SUPPLIED RECORDS:
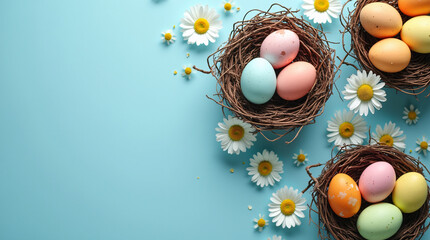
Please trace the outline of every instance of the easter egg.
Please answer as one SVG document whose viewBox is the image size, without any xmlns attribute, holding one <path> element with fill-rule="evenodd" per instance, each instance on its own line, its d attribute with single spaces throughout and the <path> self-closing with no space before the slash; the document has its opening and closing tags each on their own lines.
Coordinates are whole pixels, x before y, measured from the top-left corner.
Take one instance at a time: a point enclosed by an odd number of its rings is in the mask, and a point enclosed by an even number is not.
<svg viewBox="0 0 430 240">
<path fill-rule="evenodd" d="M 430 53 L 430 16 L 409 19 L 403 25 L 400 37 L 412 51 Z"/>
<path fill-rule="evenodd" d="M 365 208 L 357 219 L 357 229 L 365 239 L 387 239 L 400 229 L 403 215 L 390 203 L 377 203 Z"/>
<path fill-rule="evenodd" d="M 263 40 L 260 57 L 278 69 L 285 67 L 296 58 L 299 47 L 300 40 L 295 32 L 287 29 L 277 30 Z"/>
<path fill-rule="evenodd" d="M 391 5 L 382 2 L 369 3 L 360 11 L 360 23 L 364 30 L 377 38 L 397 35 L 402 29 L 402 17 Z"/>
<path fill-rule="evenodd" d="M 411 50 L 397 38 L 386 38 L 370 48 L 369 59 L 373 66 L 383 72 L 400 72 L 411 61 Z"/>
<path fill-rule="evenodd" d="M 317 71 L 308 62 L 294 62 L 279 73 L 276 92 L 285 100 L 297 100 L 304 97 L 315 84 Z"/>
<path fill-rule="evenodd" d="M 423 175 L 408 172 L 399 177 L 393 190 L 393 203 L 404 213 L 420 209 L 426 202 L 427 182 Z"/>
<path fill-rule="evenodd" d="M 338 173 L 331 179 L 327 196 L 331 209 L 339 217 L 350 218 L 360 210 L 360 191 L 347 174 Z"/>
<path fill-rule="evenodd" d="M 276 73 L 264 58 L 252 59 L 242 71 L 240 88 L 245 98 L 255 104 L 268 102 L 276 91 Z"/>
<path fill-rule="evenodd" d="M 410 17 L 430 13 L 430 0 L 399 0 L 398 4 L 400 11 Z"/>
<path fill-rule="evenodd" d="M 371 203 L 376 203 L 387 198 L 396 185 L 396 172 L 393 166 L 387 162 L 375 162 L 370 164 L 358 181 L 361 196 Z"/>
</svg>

* * *

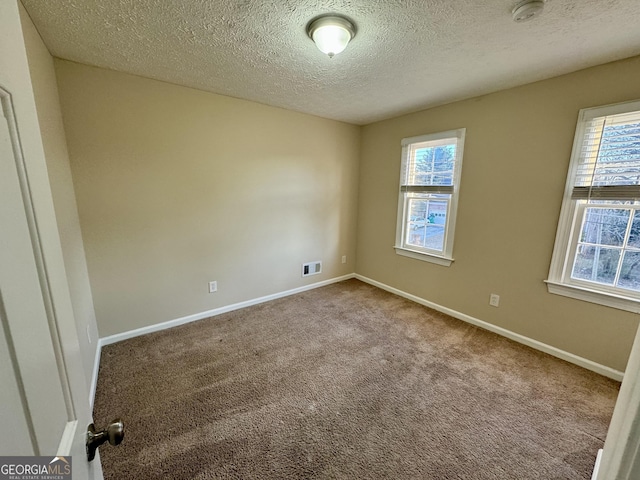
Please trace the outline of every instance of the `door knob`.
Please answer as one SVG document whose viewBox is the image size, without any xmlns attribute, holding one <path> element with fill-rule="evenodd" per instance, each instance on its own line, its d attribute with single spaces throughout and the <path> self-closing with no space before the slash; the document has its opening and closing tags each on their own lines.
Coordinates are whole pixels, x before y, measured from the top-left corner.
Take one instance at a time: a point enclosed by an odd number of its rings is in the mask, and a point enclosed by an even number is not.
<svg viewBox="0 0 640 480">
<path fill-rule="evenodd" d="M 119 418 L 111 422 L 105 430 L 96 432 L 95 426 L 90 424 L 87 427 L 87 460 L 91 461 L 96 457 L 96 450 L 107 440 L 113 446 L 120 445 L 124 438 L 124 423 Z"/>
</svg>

WORK TO COMPLETE:
Looking at the material above, say how many of its lines include "every", and give nothing besides the number.

REPLY TO THE EXERCISE:
2